BRIEF:
Rewrite everything in the material from the line containing "like [537, 345]." down to the end of the material, both ends included, keeping every request line and its sample point unchanged. Scale each answer coordinate by 2.4 and round it to a whole number, with halves rounding up.

DATASET EXTRACT:
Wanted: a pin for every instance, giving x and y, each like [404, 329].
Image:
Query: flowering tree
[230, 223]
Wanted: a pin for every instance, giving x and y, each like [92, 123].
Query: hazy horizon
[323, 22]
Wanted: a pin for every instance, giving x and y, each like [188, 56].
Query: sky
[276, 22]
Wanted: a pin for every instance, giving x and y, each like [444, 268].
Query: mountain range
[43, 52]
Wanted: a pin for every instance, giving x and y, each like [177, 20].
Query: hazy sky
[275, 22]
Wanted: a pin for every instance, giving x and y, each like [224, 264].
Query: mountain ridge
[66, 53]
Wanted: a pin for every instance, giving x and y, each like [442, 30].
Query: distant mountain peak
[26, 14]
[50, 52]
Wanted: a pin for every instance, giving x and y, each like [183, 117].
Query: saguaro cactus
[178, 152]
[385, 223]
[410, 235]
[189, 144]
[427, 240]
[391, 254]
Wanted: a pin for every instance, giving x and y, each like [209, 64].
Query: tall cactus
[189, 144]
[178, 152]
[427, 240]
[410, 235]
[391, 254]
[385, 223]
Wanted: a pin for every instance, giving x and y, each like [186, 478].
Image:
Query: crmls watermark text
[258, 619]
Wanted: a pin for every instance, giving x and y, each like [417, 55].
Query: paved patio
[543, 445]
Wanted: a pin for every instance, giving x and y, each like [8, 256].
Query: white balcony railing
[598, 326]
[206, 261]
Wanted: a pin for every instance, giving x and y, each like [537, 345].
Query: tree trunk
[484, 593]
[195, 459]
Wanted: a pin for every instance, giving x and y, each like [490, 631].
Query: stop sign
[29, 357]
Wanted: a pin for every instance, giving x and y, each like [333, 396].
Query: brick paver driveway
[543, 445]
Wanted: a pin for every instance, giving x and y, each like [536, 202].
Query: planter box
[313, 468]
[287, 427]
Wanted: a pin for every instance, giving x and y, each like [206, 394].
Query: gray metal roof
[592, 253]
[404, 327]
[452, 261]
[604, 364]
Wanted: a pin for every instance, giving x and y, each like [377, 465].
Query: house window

THE RESPONSE:
Wanted: a pin for every instance, giving x and y, each like [537, 345].
Query: tree trunk
[1162, 1423]
[468, 1102]
Wanted: a pin for every instance, giving x and y, each like [490, 631].
Query: stop sign
[70, 857]
Wanted: a pin for every instance, giving x and y, each like [333, 396].
Query: brick paver driveway
[1303, 1068]
Wanted: a pin for every instance, giving x and y, each like [536, 202].
Query: planter box
[751, 1123]
[689, 1025]
Wanted: a pin for every instance, giving x and y, each like [206, 394].
Query: gray metal roof
[1421, 607]
[970, 785]
[1085, 626]
[1450, 874]
Wanted: a pin for every instance, giving x and y, each like [377, 465].
Query: house window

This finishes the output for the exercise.